▶ _WRITTEN PROBLEM_: Write out the listing below from the line containing "of the flag" to its last line, unaltered, ends included.
>> begin EXCERPTED DATA
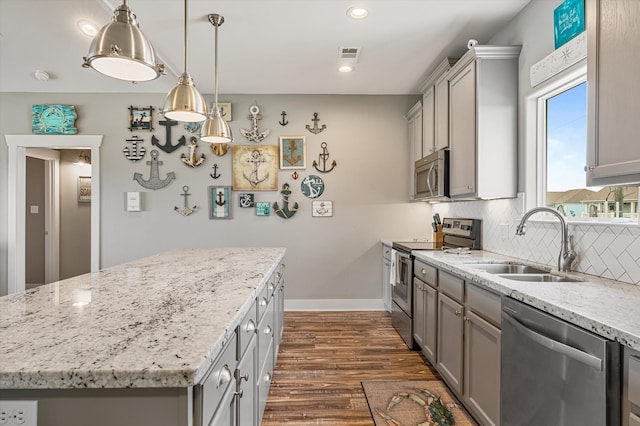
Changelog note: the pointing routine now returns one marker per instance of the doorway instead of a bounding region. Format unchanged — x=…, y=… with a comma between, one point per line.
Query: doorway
x=17, y=153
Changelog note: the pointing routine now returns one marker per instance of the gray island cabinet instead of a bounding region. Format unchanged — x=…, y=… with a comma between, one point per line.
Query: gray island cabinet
x=184, y=338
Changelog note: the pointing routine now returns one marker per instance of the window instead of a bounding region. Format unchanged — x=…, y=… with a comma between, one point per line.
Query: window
x=562, y=112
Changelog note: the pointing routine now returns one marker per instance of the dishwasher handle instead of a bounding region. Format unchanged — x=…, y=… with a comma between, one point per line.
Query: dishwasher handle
x=553, y=345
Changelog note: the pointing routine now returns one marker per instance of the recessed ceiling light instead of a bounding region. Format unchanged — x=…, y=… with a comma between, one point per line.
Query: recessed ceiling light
x=357, y=12
x=87, y=28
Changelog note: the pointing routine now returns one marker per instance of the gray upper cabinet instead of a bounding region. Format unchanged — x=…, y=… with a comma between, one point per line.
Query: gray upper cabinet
x=613, y=151
x=435, y=108
x=483, y=130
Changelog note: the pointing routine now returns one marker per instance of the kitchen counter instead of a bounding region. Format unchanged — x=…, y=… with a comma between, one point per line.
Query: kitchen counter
x=606, y=307
x=155, y=322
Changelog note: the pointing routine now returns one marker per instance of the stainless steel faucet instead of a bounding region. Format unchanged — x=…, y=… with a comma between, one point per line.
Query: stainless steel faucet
x=567, y=255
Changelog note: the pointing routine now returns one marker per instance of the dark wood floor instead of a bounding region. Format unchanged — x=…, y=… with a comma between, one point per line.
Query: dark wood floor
x=323, y=358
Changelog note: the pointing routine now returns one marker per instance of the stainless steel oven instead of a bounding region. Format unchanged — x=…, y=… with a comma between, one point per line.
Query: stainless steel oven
x=459, y=235
x=432, y=176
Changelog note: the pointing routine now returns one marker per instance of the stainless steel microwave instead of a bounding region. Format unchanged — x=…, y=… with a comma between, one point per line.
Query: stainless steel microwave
x=432, y=177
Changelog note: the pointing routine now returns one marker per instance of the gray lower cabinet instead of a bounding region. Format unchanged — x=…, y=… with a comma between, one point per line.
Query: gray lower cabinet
x=450, y=341
x=236, y=388
x=457, y=326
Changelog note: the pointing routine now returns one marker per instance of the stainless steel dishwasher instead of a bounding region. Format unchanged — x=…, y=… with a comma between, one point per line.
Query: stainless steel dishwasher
x=554, y=373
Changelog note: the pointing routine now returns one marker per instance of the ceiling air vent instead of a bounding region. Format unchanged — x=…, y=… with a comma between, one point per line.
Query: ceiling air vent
x=347, y=58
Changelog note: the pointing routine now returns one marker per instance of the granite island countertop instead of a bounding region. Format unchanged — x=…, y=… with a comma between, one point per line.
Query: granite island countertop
x=159, y=321
x=605, y=307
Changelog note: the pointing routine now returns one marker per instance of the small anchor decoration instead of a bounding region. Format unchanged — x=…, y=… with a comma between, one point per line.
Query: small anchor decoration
x=135, y=153
x=283, y=122
x=256, y=159
x=167, y=146
x=323, y=158
x=154, y=182
x=284, y=211
x=254, y=135
x=215, y=173
x=186, y=210
x=315, y=129
x=192, y=159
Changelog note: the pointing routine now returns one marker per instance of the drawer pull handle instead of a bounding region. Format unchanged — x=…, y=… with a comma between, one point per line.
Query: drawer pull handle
x=250, y=327
x=224, y=377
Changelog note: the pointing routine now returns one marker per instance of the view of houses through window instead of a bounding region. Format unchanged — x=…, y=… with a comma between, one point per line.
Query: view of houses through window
x=566, y=157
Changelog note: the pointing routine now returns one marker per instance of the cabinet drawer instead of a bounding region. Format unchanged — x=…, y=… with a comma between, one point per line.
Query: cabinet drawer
x=220, y=377
x=484, y=303
x=451, y=285
x=247, y=329
x=633, y=379
x=263, y=301
x=426, y=273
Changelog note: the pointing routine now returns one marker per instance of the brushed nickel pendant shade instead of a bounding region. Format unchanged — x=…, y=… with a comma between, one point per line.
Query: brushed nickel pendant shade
x=120, y=49
x=184, y=102
x=216, y=129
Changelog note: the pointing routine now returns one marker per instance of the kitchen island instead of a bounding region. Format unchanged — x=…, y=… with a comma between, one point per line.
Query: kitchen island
x=136, y=343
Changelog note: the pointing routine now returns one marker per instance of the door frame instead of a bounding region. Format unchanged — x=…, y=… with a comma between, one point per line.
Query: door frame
x=51, y=160
x=17, y=154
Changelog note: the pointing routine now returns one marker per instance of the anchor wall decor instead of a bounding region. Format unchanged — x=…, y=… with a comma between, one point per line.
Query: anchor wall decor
x=284, y=211
x=215, y=173
x=254, y=135
x=192, y=159
x=219, y=205
x=154, y=182
x=323, y=158
x=186, y=210
x=315, y=129
x=167, y=146
x=283, y=122
x=135, y=153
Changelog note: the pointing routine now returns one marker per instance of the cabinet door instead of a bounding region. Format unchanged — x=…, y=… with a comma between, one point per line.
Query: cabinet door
x=613, y=152
x=450, y=343
x=428, y=122
x=482, y=368
x=462, y=131
x=418, y=312
x=431, y=325
x=441, y=113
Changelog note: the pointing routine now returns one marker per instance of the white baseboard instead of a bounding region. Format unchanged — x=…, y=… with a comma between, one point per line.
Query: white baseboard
x=333, y=305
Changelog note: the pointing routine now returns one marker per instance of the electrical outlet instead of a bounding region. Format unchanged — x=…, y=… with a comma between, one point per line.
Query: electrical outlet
x=19, y=413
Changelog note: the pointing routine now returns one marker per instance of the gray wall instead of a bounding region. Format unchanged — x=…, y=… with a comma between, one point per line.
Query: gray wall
x=75, y=218
x=34, y=222
x=328, y=258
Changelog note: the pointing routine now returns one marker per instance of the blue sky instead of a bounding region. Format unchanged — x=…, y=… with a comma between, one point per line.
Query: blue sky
x=567, y=139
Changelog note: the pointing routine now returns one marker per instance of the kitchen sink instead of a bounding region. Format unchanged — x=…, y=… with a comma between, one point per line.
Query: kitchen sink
x=539, y=278
x=507, y=268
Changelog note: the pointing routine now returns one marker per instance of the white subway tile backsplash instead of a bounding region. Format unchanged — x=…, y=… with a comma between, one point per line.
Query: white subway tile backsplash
x=604, y=250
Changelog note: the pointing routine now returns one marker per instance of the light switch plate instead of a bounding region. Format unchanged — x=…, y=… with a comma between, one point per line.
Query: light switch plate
x=133, y=201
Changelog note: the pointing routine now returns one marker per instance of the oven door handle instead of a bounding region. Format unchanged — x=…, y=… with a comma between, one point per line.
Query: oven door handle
x=553, y=345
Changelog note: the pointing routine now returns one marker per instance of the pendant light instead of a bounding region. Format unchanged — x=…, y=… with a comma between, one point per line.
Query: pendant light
x=120, y=50
x=184, y=102
x=215, y=129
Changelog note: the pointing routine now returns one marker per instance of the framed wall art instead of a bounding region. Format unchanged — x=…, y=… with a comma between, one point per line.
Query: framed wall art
x=219, y=202
x=293, y=152
x=54, y=119
x=322, y=208
x=141, y=118
x=255, y=168
x=84, y=189
x=263, y=208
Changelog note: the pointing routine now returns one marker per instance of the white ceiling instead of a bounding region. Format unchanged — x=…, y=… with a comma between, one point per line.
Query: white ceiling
x=265, y=46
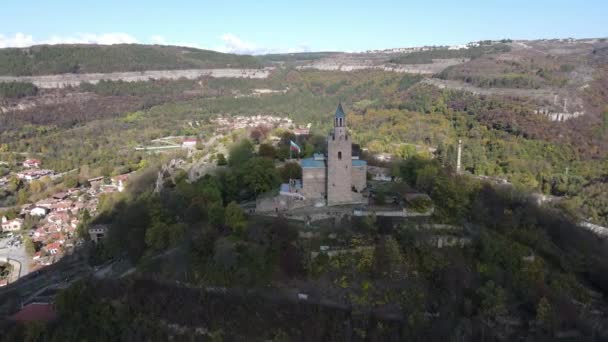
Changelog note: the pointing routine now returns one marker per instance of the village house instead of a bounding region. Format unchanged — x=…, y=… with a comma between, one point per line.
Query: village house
x=32, y=163
x=30, y=175
x=98, y=232
x=189, y=143
x=62, y=206
x=382, y=174
x=120, y=181
x=53, y=248
x=39, y=211
x=11, y=225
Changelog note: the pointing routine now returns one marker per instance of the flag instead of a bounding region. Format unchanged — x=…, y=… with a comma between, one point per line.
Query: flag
x=294, y=147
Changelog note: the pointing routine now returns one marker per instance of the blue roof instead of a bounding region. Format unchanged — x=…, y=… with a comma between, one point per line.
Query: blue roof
x=340, y=111
x=308, y=163
x=359, y=162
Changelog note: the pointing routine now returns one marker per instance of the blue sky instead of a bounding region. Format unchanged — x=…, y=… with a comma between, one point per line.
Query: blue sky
x=263, y=26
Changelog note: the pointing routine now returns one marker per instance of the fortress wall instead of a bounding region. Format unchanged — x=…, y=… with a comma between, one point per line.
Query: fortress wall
x=313, y=182
x=359, y=175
>> end EXCERPTED DATA
▶ _EXERCISE RESPONSE_:
Changelog note: the pointing routine now returns one marker per instance of the flag instead of a bounding region. Format unchanged — x=…, y=… with a comma between, one point per line.
Query: flag
x=294, y=147
Changelog note: the pointing routine now returns one marker per instance of the blue roof instead of a bounding region. Format unchanged — x=…, y=… with a comma between, one point per line.
Query: blue roof
x=340, y=111
x=308, y=163
x=359, y=162
Changelog note: the pointing routine now returns one marker per instance of the blue sky instead of a bounding region. Format unchanged — x=…, y=… with a comma between, one point per line.
Query: blue sky
x=263, y=26
Changelog note: the pointing routine now returns one marker per instance of the fortress wall instead of a bounding region. Format unchanged — x=…, y=… with a comma between, one point per line.
Query: fortress wall
x=313, y=182
x=359, y=175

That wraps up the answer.